THE TASK: The listing is to be printed in full, exactly as given.
______________________________
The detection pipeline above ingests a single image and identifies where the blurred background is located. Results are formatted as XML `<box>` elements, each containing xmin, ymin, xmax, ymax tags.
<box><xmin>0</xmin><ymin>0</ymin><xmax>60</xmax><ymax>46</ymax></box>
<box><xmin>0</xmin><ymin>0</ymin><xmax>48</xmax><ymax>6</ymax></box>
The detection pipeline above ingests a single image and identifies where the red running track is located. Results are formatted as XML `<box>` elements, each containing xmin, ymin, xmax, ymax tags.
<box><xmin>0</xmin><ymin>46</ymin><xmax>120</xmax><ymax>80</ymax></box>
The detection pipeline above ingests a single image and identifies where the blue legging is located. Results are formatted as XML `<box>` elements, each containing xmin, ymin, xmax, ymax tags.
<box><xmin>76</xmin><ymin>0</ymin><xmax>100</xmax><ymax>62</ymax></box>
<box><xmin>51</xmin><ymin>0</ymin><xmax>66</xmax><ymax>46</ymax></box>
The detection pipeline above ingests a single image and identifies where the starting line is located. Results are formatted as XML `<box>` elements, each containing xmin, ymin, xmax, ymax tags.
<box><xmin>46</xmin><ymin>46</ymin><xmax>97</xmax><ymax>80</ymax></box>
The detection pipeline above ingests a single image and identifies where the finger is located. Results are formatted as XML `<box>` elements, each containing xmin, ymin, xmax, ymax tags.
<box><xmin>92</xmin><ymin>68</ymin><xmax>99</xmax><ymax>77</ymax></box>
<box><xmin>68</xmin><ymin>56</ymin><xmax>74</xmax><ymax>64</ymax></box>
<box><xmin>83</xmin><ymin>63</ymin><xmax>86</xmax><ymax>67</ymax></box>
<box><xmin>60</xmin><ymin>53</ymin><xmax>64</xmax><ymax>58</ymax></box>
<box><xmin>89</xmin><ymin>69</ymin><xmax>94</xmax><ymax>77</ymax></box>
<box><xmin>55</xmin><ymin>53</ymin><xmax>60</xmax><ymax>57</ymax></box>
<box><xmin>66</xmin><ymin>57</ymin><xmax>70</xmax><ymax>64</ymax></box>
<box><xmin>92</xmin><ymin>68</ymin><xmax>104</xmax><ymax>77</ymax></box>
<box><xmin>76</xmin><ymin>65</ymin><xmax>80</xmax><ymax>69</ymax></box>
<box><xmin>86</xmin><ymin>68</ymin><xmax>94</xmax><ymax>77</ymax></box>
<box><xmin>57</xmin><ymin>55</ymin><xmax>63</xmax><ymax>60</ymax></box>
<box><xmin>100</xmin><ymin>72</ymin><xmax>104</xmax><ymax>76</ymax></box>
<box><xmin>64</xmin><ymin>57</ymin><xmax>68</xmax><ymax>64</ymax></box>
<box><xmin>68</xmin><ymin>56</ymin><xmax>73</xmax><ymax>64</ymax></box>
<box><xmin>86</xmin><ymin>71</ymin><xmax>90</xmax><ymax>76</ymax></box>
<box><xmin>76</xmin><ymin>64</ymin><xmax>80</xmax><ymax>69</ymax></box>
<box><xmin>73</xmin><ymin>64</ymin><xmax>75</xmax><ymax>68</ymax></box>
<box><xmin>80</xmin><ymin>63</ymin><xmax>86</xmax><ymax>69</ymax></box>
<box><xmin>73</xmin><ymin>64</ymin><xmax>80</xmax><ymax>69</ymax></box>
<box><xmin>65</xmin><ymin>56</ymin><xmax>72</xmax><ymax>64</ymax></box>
______________________________
TASK OUTPUT:
The detection pipeline above ingests a single image and identifies where the blurred background is located. Results are formatted as XML `<box>` elements, each containing xmin, ymin, xmax, ymax tags.
<box><xmin>0</xmin><ymin>0</ymin><xmax>60</xmax><ymax>46</ymax></box>
<box><xmin>0</xmin><ymin>0</ymin><xmax>48</xmax><ymax>6</ymax></box>
The detection pipeline above ingests a single image and identifies where the red running track is located. Results are formatted as XML `<box>` elements, each containing xmin, ymin, xmax, ymax tags.
<box><xmin>0</xmin><ymin>46</ymin><xmax>120</xmax><ymax>80</ymax></box>
The detection pipeline above ingests a single image and identifies where the blue legging is located. Results are formatted as XML `<box>` elements, each containing xmin, ymin, xmax, ymax tags.
<box><xmin>76</xmin><ymin>0</ymin><xmax>100</xmax><ymax>62</ymax></box>
<box><xmin>51</xmin><ymin>0</ymin><xmax>66</xmax><ymax>46</ymax></box>
The detection pipeline above ingests a single image and identifies where the starting line is located. Results are formatted as XML `<box>` elements, each containing xmin, ymin, xmax, ymax tags.
<box><xmin>46</xmin><ymin>46</ymin><xmax>97</xmax><ymax>80</ymax></box>
The detection pipeline above ingests a single image and identifies where the finger is located. Results are formatted as XML `<box>` elements, each containing xmin, ymin, xmax, ymax tags.
<box><xmin>92</xmin><ymin>68</ymin><xmax>99</xmax><ymax>77</ymax></box>
<box><xmin>68</xmin><ymin>56</ymin><xmax>74</xmax><ymax>64</ymax></box>
<box><xmin>83</xmin><ymin>63</ymin><xmax>86</xmax><ymax>67</ymax></box>
<box><xmin>60</xmin><ymin>53</ymin><xmax>64</xmax><ymax>58</ymax></box>
<box><xmin>89</xmin><ymin>69</ymin><xmax>94</xmax><ymax>77</ymax></box>
<box><xmin>55</xmin><ymin>53</ymin><xmax>60</xmax><ymax>57</ymax></box>
<box><xmin>66</xmin><ymin>57</ymin><xmax>70</xmax><ymax>64</ymax></box>
<box><xmin>92</xmin><ymin>68</ymin><xmax>104</xmax><ymax>77</ymax></box>
<box><xmin>76</xmin><ymin>65</ymin><xmax>80</xmax><ymax>69</ymax></box>
<box><xmin>86</xmin><ymin>68</ymin><xmax>94</xmax><ymax>77</ymax></box>
<box><xmin>57</xmin><ymin>55</ymin><xmax>63</xmax><ymax>60</ymax></box>
<box><xmin>100</xmin><ymin>72</ymin><xmax>104</xmax><ymax>76</ymax></box>
<box><xmin>64</xmin><ymin>57</ymin><xmax>68</xmax><ymax>64</ymax></box>
<box><xmin>68</xmin><ymin>56</ymin><xmax>73</xmax><ymax>64</ymax></box>
<box><xmin>86</xmin><ymin>71</ymin><xmax>90</xmax><ymax>76</ymax></box>
<box><xmin>76</xmin><ymin>64</ymin><xmax>80</xmax><ymax>69</ymax></box>
<box><xmin>73</xmin><ymin>64</ymin><xmax>75</xmax><ymax>68</ymax></box>
<box><xmin>80</xmin><ymin>63</ymin><xmax>86</xmax><ymax>69</ymax></box>
<box><xmin>73</xmin><ymin>64</ymin><xmax>80</xmax><ymax>69</ymax></box>
<box><xmin>65</xmin><ymin>56</ymin><xmax>72</xmax><ymax>64</ymax></box>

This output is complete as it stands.